[[ PROVIDED RECORDS, beginning ]]

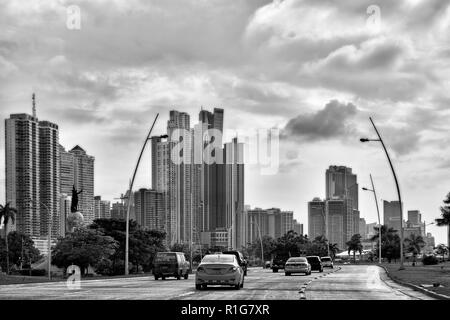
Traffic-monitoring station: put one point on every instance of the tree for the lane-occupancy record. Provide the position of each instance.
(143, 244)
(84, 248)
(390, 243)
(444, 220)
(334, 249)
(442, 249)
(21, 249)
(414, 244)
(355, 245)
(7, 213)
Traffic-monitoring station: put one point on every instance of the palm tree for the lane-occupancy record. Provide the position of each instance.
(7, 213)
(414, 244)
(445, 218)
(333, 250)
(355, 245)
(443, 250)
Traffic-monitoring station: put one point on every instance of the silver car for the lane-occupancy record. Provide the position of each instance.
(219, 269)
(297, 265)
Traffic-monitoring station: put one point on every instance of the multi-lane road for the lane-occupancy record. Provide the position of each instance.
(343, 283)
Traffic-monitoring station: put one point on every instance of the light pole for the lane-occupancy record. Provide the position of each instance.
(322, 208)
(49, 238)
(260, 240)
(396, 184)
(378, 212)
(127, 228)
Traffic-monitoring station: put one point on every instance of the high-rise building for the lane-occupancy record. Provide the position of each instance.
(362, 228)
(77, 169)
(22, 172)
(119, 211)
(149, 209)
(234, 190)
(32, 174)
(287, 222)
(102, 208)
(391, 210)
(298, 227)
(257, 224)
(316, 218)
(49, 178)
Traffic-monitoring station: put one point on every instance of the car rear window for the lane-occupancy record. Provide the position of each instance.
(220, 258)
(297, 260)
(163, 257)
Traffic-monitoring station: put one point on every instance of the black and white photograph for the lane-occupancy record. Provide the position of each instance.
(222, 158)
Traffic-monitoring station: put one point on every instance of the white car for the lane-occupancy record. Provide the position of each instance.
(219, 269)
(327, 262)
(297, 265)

[[ PROVIDED RECORDS, end ]]

**WHAT THE TASK REQUIRES:** Quote the material exactly. Pictures stay out.

**TASK OUTPUT:**
Traffic-monitoring station: put one point on every instance of the tree for the lane-occupancy record. Provide the position of each instance.
(143, 244)
(84, 248)
(390, 243)
(444, 220)
(334, 249)
(442, 249)
(21, 249)
(414, 244)
(355, 245)
(7, 213)
Traffic-monitoring station: put one point on every instance of the palm tree for the lane-occupancy record. Provide the position of each instance.
(7, 213)
(414, 244)
(445, 218)
(333, 250)
(355, 245)
(443, 250)
Traffic-monitoring station: put one point on every instance of the silver car for the lane-occupancy record. Provide the position of each instance.
(219, 269)
(297, 265)
Traffic-monitoring station: put one point on every instance of the multi-lane road for the lane-occupancy record. Provide the position of each instance.
(343, 283)
Traffic-monitoring station: put one point on every instance of the light pole for the lane-occupancy record. Provide the position of each instance.
(322, 208)
(49, 238)
(260, 240)
(396, 184)
(378, 212)
(127, 228)
Traffic-monitoring station: put one point on every instance of the high-rise building for the lane-occupancy record. Provide the position of each instance.
(362, 228)
(77, 169)
(22, 172)
(119, 211)
(149, 209)
(234, 190)
(32, 174)
(287, 222)
(102, 208)
(391, 210)
(298, 227)
(257, 224)
(316, 218)
(49, 178)
Traffic-monitoring station: put one point on every instance of the car rear window for the lane-occupancy record. Provide the position of each instance.
(220, 258)
(297, 260)
(163, 257)
Traffic-monitoring station: put one point on every instance of the black and white photograph for the lane-occupancy record. Provide the position of each instance.
(222, 158)
Traffic-monitoring station: put one point on every instance of the white car for the lane-occupancy record. Provide the position of each instance.
(219, 269)
(327, 262)
(297, 265)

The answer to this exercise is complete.